- BRIEF -
Reproduce every record below exactly as it appears.

- Records from a collection -
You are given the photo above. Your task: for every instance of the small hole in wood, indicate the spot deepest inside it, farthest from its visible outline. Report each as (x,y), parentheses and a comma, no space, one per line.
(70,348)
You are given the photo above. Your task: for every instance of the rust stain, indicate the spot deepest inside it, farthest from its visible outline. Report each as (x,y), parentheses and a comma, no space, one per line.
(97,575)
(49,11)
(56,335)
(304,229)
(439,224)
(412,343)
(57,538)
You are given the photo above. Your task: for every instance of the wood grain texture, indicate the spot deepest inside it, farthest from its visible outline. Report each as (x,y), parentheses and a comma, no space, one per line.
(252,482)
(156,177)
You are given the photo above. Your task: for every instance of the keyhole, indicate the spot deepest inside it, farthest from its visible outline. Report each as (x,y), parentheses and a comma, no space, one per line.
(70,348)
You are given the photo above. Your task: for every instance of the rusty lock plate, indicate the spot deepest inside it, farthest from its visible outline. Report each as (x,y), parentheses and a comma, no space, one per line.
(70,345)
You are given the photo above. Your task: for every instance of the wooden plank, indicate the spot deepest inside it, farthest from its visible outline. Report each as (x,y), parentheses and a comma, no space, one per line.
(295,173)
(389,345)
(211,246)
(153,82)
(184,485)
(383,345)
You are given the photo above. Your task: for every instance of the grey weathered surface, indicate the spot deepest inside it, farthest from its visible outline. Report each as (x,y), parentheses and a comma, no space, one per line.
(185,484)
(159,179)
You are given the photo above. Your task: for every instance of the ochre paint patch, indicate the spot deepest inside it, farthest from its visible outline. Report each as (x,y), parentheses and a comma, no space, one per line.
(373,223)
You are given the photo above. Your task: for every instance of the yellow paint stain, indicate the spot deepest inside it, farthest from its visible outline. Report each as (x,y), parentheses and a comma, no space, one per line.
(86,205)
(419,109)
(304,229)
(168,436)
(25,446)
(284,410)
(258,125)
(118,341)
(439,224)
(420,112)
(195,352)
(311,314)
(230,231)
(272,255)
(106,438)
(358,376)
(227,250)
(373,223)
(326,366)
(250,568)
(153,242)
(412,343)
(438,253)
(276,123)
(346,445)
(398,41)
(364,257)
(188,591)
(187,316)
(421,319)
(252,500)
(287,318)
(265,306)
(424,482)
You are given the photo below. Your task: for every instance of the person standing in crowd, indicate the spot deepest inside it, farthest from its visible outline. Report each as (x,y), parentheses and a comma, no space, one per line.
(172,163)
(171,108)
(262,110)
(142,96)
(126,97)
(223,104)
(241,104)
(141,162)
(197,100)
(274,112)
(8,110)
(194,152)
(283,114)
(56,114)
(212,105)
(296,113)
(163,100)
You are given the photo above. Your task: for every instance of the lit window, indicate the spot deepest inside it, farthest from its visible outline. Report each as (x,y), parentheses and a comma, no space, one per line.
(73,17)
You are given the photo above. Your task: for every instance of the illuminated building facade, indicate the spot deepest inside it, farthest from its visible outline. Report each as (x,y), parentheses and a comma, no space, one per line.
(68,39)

- SOLUTION FOR THIS TASK -
You are given the photo above. Your task: for every instance of the small hole in wood, indicate the spot deepest inside it, farthest from its visible outline. Report each as (x,y), parentheses and a comma, no space, one per line.
(70,348)
You are given the photo above. Your task: for every instance of the rust stain, indicate the spot deepest inside it, farthest from its visible outline. Report each as (x,y), parentheses and a comma, no space, one per line.
(97,575)
(49,11)
(56,335)
(304,229)
(439,224)
(412,343)
(57,538)
You are given the photo above. Your task: for every instance of the wood grain texture, indicate the spot deepest inside it, farthest from its visible outline. Report each as (x,y), parentheses and a comma, no space, one per line.
(252,482)
(156,177)
You are given the photo above. Your task: for every instance of the keyhole, indicate the spot deepest inside it, farthest from its visible outline. Report each as (x,y), parentheses and a comma, no space, one per line.
(70,348)
You are given the photo above. Your task: for every instance of the rusty lock plate, indicate the spot deepest inside it, farthest from its visible outline. Report each as (x,y), parentheses and a comma, no space, one per line.
(70,345)
You are given the photo above. Your task: for every instance of the wooden plank, indicate the spot deepest inside it, farthest from its visible outline. Report each as (x,y), parentheses and a comma, no space, one per line.
(295,173)
(389,345)
(211,246)
(153,82)
(184,485)
(383,345)
You are given the photo above. Your task: for every instance of the grey weathered surface, indicate the spot deepest inside it, farthest from its visible outline. Report each as (x,y), parentheses and a comma, no space, one per line.
(185,484)
(159,179)
You are given the photo above. Your task: for every instance of the ochre paint patch, indicate the spot deepest inside it, farthest from its visible outline. Report each as (x,y), parentheses and a comma, no space, one per line.
(373,223)
You are given the photo above. Your task: for every instance of the yellow paint stain, indicate the spot deepest inside it, farthest from its visible outline. Report each as (x,y), parentheses and a comma, no space, one per line.
(86,205)
(419,109)
(304,229)
(168,436)
(25,446)
(284,410)
(258,125)
(118,341)
(439,224)
(420,112)
(195,352)
(311,314)
(230,231)
(272,255)
(106,438)
(358,376)
(227,250)
(373,223)
(326,366)
(250,568)
(153,242)
(412,343)
(438,253)
(276,123)
(346,445)
(398,41)
(364,257)
(188,591)
(187,316)
(421,319)
(252,500)
(287,318)
(265,306)
(424,482)
You are given the photo below. Your task: for every instance of the person standing in crowd, indicate the spot deepest inside it, farthest from its visible outline. Report each as (x,y), parentheses and a comma, no space, one per line.
(172,163)
(171,108)
(262,110)
(142,96)
(126,97)
(223,104)
(241,104)
(141,162)
(197,100)
(274,112)
(8,110)
(194,152)
(283,114)
(56,114)
(212,105)
(296,113)
(163,100)
You are given the photo above. Your task: for every instance of the lit window, indicate the spot deepest inside it, farthest from its visible outline. Report each as (x,y), parentheses and a comma, no space, one per line.
(73,17)
You are given the photo above. Your task: for every instance of the illuminated building facade, indicate the spot deepest inside it, farthest from its visible outline. Report each as (x,y), parentheses and a comma, no space, one per line.
(68,39)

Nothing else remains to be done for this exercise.